• **The task**: Convert the lines from the one containing "Extract each wire fence from this photo." through the one containing "[530,515,595,562]", both included, into a JSON list of strings with one string per line, omitting blank lines.

• **Supplied records**:

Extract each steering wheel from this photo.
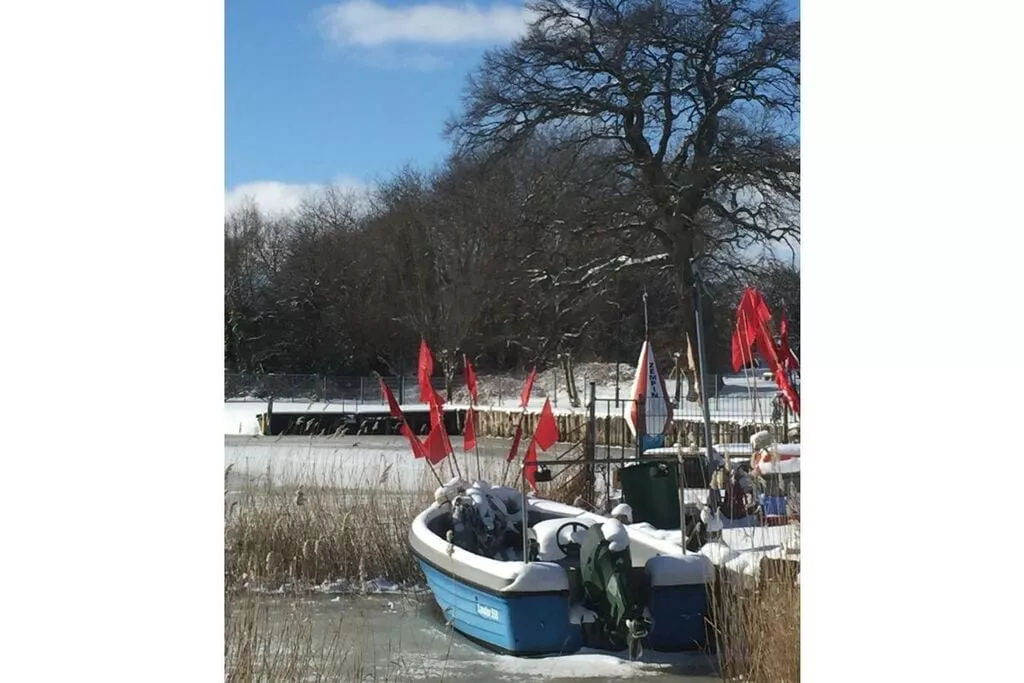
[555,519,590,557]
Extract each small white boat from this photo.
[409,480,714,656]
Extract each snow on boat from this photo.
[409,479,714,657]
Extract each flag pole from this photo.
[462,353,483,481]
[427,460,444,488]
[520,454,529,562]
[502,408,526,486]
[736,308,760,420]
[471,411,483,481]
[502,366,537,486]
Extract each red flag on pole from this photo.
[417,339,435,403]
[380,378,426,458]
[466,356,476,403]
[758,313,800,415]
[505,422,522,462]
[534,398,559,451]
[462,405,476,452]
[732,287,771,373]
[522,437,537,490]
[426,392,452,465]
[519,367,537,408]
[424,425,447,465]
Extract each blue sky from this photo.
[224,0,798,222]
[225,0,525,214]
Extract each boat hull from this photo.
[645,584,709,652]
[411,557,583,656]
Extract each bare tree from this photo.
[447,0,800,400]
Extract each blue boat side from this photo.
[646,584,709,652]
[418,557,583,656]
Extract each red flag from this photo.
[424,425,449,465]
[425,391,452,465]
[380,377,425,458]
[522,438,537,490]
[466,357,476,403]
[430,391,453,453]
[758,313,800,415]
[519,367,537,408]
[505,422,522,463]
[462,405,476,452]
[732,287,771,373]
[418,339,435,403]
[778,308,800,370]
[527,398,559,455]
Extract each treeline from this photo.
[224,135,800,375]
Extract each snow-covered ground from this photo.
[224,364,797,434]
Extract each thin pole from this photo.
[643,287,649,341]
[676,441,688,555]
[519,467,529,562]
[499,397,526,486]
[692,263,715,475]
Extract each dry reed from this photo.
[710,560,800,683]
[224,448,800,683]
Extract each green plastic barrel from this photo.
[618,462,679,528]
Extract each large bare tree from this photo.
[447,0,800,400]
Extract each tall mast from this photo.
[690,259,715,469]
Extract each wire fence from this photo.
[224,373,799,424]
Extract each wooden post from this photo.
[584,382,597,507]
[782,401,790,443]
[263,394,273,436]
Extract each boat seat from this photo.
[530,515,595,562]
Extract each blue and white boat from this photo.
[409,481,714,657]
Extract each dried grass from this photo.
[711,560,800,683]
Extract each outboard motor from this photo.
[580,520,650,659]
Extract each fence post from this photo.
[782,402,790,443]
[584,382,598,506]
[263,394,273,436]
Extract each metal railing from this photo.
[224,373,799,424]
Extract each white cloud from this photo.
[321,0,530,47]
[224,176,369,214]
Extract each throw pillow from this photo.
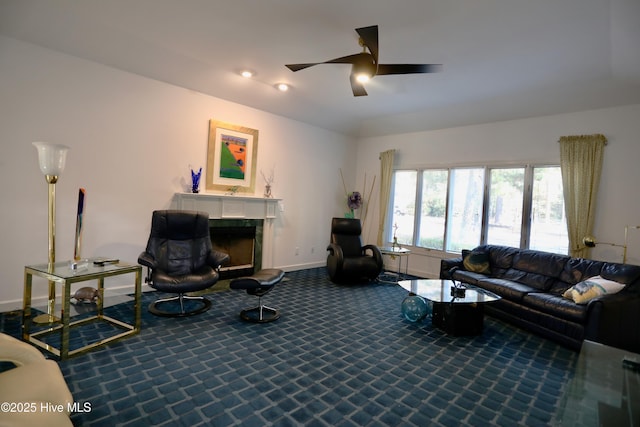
[562,276,624,304]
[462,249,491,274]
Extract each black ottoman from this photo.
[229,268,284,323]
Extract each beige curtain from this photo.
[376,150,396,246]
[558,134,607,258]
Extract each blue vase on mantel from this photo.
[191,168,202,193]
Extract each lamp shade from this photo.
[33,142,69,176]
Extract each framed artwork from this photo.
[205,120,258,193]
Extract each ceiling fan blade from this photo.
[285,62,322,72]
[350,74,367,96]
[356,25,378,64]
[285,53,361,71]
[376,64,442,76]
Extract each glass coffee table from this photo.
[22,261,142,360]
[398,279,501,336]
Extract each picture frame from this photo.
[205,119,258,193]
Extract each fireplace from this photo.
[209,219,263,279]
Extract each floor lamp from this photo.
[582,225,640,264]
[33,142,69,323]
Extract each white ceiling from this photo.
[0,0,640,136]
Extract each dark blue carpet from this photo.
[2,268,577,427]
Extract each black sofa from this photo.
[440,245,640,353]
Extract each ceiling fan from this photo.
[286,25,442,96]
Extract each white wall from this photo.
[358,105,640,277]
[0,37,355,308]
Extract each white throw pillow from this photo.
[562,276,624,304]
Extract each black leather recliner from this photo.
[327,218,383,283]
[138,210,229,317]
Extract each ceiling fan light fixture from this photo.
[356,73,371,83]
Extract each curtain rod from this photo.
[558,133,609,145]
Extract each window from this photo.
[387,166,568,253]
[445,169,484,252]
[418,170,449,248]
[390,171,418,245]
[529,167,569,254]
[487,168,525,248]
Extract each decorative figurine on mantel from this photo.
[191,168,202,193]
[391,223,402,250]
[260,168,275,199]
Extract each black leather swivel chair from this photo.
[138,210,229,317]
[327,218,383,283]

• **Response for this exercise**:
[
  "Extract each wire fence from this photo.",
  "[224,373,799,424]",
  "Extract each wooden post from this photo.",
  "[584,382,597,507]",
  "[782,401,790,443]",
  "[263,394,273,436]",
  "Extract each boat seat from this photo.",
  "[530,515,595,562]"
]